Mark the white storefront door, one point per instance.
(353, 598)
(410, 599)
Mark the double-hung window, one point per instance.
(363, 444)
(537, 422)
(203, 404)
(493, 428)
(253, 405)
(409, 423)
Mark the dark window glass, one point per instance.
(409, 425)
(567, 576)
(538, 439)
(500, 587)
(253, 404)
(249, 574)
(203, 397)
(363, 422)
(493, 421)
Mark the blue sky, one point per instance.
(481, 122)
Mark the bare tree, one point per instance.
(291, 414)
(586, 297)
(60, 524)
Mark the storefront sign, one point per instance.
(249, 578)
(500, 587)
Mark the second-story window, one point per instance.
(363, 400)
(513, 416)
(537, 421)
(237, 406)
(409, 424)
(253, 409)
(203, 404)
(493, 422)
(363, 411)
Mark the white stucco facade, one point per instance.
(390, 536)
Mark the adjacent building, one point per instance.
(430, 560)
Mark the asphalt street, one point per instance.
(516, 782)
········
- INSTRUCTION -
Copy the listing word for word, starting at the line with "Mark the second-story" and continuing through the final line, both included.

- COMPLETE OUTPUT -
Mark the second-story window, one point per instance.
(363, 400)
(513, 416)
(537, 421)
(237, 406)
(409, 424)
(253, 409)
(203, 404)
(493, 422)
(363, 411)
Mark the white stucco facade, one point per instance.
(390, 536)
Mark the adjacent building, one point per instance.
(430, 560)
Mark the asphalt street, one point per instance.
(516, 782)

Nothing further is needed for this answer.